TASK DETAILS →
Extract every line of the listing below that contains the string "snowy". Case counts, so copy only lines where it appears with exactly that capitalization.

....................

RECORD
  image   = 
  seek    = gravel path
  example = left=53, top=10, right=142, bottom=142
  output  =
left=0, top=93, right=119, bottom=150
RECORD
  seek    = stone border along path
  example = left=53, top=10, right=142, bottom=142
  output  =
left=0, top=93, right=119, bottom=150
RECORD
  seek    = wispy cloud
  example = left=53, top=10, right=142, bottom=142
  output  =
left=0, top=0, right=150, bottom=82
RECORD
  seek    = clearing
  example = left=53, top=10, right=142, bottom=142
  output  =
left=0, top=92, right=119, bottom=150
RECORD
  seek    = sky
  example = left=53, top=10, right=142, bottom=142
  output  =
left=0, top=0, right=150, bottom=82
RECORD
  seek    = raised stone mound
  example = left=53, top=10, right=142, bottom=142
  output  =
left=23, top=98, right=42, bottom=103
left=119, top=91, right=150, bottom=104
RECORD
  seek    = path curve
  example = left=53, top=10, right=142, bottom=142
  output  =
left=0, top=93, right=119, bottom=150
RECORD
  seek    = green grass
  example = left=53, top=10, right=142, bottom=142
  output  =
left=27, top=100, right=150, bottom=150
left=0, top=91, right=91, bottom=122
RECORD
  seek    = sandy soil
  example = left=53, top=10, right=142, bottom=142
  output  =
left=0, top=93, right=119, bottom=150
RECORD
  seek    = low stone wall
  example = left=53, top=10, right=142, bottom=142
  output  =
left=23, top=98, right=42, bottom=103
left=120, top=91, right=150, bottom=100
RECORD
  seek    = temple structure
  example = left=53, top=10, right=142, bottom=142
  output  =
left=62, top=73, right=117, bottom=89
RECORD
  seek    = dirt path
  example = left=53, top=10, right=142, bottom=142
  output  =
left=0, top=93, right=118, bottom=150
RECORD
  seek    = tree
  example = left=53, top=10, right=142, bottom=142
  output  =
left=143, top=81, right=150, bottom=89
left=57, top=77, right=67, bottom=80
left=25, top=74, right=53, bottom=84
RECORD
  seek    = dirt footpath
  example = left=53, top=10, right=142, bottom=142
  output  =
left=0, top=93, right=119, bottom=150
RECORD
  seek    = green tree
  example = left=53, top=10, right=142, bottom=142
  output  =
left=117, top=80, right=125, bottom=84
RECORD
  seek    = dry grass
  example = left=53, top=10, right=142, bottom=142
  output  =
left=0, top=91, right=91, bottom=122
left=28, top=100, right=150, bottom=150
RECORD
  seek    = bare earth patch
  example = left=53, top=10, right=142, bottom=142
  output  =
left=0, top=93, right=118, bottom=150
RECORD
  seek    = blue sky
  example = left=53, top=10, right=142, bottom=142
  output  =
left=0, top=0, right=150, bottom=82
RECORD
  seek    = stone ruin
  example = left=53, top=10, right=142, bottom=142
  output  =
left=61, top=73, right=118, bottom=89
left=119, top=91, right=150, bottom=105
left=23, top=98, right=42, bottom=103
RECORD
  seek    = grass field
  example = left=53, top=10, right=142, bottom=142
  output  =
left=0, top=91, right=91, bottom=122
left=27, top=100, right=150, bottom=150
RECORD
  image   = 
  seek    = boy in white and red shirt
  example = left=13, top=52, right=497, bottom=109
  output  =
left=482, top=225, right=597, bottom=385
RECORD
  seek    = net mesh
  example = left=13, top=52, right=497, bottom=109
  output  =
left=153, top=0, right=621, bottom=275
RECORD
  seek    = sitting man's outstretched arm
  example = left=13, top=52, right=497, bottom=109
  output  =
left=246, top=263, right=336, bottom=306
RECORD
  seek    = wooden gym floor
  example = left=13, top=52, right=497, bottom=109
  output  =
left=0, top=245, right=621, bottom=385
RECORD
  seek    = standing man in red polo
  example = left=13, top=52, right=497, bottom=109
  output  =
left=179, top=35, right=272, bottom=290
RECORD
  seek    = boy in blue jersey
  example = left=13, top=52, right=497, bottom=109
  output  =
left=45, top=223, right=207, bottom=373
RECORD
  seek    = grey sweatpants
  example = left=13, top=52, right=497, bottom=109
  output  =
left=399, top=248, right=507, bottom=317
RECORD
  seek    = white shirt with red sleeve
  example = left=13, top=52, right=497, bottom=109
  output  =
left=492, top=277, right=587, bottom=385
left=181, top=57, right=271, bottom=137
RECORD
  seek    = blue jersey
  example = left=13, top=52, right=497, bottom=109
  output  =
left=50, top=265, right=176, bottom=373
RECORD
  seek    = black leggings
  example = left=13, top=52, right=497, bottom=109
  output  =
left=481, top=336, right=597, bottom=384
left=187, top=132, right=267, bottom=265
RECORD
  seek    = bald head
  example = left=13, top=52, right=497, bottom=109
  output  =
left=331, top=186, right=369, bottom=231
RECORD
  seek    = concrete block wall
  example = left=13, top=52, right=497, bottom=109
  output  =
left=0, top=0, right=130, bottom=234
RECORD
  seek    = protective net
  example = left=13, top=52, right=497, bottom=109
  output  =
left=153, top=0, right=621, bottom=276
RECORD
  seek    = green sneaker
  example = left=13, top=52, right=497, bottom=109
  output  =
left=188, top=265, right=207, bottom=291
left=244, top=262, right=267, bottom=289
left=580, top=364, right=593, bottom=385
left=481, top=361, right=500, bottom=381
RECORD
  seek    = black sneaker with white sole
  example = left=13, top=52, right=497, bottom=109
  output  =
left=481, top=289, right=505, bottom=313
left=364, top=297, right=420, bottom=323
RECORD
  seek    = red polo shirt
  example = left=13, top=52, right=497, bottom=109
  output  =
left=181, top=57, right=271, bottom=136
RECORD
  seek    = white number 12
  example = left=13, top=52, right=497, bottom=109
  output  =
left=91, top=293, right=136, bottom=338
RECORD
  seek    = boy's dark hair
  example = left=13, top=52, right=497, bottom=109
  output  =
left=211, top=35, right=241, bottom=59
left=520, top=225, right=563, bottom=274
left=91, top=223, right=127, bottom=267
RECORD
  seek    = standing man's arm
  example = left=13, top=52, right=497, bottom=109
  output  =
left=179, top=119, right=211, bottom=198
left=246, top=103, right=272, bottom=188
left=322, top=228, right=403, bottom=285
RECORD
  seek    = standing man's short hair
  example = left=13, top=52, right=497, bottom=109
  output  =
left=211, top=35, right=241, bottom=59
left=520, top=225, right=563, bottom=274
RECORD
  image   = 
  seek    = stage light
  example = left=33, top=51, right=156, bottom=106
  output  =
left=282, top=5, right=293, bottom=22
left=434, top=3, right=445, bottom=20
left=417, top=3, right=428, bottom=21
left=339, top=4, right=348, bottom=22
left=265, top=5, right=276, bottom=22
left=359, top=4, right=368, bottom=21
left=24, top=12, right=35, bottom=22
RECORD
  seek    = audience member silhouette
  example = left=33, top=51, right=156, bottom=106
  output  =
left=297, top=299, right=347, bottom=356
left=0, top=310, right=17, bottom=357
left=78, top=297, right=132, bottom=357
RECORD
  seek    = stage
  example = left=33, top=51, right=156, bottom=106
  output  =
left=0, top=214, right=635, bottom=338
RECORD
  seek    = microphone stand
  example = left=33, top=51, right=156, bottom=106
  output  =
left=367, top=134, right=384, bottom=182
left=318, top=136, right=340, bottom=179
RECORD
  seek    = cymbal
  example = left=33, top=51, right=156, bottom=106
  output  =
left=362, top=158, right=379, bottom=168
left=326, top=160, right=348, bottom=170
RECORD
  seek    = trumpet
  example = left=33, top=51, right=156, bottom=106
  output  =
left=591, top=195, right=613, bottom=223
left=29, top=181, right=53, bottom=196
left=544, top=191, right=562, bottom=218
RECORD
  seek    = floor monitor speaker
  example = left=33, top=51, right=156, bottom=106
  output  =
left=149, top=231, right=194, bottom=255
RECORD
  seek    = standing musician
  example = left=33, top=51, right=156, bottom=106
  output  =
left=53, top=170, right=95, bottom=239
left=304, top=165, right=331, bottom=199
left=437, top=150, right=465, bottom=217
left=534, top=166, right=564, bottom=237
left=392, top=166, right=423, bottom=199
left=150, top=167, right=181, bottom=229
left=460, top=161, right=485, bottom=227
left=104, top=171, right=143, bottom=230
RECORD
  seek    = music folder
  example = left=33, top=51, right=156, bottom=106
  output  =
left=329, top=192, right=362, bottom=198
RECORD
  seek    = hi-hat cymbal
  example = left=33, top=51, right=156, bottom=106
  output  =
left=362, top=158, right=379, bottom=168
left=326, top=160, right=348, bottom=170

....................

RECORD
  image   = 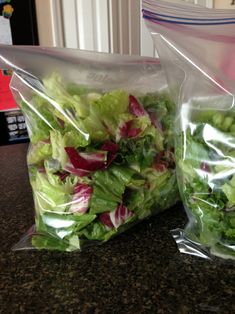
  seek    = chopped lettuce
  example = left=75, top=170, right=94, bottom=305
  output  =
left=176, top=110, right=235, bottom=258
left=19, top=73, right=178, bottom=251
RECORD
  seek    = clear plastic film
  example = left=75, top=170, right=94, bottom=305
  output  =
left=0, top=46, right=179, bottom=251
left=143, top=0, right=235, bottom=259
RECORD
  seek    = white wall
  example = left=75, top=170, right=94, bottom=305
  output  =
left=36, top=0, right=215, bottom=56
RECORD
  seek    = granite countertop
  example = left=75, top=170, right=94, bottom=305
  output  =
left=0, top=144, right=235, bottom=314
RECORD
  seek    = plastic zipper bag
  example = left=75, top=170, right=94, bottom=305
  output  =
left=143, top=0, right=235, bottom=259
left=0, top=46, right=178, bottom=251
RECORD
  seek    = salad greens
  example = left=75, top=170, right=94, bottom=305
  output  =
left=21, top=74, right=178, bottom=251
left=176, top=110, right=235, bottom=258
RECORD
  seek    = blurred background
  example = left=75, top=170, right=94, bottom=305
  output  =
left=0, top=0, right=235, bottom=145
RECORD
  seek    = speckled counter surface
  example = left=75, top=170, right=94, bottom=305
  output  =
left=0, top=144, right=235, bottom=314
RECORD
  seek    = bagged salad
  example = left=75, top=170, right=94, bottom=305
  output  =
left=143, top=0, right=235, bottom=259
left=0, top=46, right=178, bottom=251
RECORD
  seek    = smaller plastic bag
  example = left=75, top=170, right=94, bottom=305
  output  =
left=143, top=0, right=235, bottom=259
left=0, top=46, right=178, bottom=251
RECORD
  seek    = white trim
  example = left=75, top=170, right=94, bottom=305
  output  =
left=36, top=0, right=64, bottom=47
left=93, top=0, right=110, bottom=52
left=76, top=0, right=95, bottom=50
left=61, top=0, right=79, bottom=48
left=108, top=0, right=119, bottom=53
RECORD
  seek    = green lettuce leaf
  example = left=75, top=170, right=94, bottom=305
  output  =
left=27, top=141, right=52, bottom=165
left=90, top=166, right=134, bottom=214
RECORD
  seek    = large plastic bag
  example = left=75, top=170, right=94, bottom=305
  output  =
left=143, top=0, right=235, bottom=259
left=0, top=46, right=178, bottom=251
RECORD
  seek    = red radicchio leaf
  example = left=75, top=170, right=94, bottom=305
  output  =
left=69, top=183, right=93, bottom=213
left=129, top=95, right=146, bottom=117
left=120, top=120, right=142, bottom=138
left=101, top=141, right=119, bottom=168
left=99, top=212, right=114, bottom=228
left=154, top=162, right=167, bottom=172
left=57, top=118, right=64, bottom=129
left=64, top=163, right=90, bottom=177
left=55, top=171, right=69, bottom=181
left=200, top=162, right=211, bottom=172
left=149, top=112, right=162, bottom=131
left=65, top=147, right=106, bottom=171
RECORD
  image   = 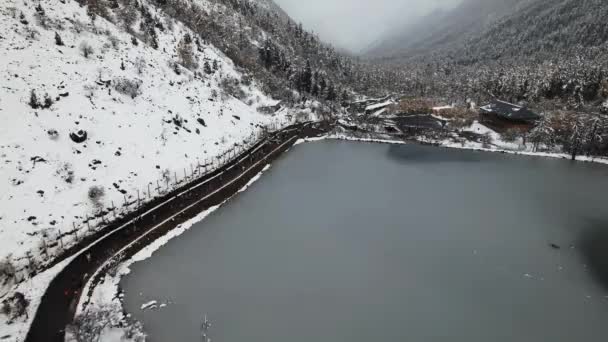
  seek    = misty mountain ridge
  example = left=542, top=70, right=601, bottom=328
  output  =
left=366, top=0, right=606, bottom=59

....................

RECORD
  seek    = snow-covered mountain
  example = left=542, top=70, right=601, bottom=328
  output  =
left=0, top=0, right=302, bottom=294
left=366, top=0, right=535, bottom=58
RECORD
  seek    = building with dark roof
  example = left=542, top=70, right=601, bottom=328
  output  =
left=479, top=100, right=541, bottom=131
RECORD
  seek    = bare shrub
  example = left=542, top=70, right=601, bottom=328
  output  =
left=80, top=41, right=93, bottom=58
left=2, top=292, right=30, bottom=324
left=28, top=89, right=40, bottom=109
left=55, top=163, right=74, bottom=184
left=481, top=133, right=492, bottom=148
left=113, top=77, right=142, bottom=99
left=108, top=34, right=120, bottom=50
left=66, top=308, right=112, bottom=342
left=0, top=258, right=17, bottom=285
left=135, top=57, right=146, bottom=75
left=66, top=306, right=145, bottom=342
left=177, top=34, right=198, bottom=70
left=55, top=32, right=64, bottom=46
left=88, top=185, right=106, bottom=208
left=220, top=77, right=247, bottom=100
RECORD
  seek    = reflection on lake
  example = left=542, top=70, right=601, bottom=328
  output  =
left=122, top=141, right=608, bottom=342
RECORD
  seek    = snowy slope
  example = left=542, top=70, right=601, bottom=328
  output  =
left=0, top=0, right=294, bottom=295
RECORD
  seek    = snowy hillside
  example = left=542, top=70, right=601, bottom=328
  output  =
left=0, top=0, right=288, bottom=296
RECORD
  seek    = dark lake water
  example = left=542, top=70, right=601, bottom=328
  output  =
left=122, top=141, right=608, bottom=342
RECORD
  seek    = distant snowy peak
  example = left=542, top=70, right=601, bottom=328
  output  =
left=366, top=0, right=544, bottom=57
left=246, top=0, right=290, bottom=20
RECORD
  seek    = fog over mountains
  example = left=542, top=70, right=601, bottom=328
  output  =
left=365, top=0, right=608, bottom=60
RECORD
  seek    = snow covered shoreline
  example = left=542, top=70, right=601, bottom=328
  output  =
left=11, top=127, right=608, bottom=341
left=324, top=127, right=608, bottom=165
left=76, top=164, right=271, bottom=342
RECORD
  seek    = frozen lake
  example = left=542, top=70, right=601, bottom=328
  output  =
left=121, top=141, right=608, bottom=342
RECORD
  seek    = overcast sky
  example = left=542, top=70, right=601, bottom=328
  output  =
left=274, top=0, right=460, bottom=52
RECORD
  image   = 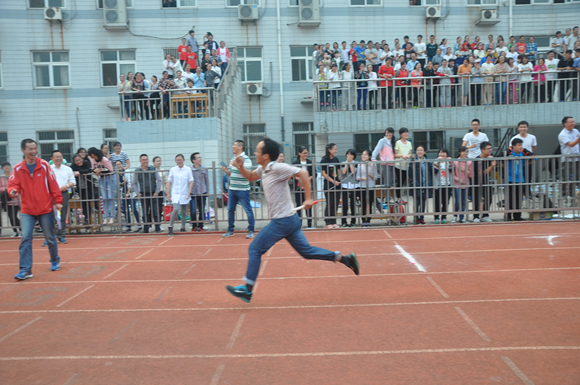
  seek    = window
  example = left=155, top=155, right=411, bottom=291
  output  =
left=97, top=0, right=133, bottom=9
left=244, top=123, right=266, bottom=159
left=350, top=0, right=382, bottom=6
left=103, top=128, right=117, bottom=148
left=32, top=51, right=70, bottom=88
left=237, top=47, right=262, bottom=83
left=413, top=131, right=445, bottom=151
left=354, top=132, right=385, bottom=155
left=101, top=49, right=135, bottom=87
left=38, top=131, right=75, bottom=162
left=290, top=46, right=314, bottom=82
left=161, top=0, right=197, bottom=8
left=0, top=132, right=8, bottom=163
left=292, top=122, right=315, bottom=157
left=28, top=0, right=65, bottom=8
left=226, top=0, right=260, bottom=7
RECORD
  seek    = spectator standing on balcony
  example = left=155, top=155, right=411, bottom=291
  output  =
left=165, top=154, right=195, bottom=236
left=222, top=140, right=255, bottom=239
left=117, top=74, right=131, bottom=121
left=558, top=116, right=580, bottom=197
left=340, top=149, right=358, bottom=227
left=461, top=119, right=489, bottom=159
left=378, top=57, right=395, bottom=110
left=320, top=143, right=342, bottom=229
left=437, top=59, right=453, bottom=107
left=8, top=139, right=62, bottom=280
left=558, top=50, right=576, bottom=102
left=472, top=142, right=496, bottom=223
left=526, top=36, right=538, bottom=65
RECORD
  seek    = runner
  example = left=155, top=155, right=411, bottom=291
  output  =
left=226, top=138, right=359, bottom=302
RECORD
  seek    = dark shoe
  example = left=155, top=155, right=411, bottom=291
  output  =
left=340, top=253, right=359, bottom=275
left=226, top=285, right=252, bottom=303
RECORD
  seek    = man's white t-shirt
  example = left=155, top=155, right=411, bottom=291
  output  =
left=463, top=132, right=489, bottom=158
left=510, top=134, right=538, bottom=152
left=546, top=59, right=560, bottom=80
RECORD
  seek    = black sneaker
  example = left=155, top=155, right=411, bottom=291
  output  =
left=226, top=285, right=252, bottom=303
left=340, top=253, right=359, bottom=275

....................

RESULT →
  seek    = snowy slope
  seek    = snowy hillside
  seek    = distant snowy peak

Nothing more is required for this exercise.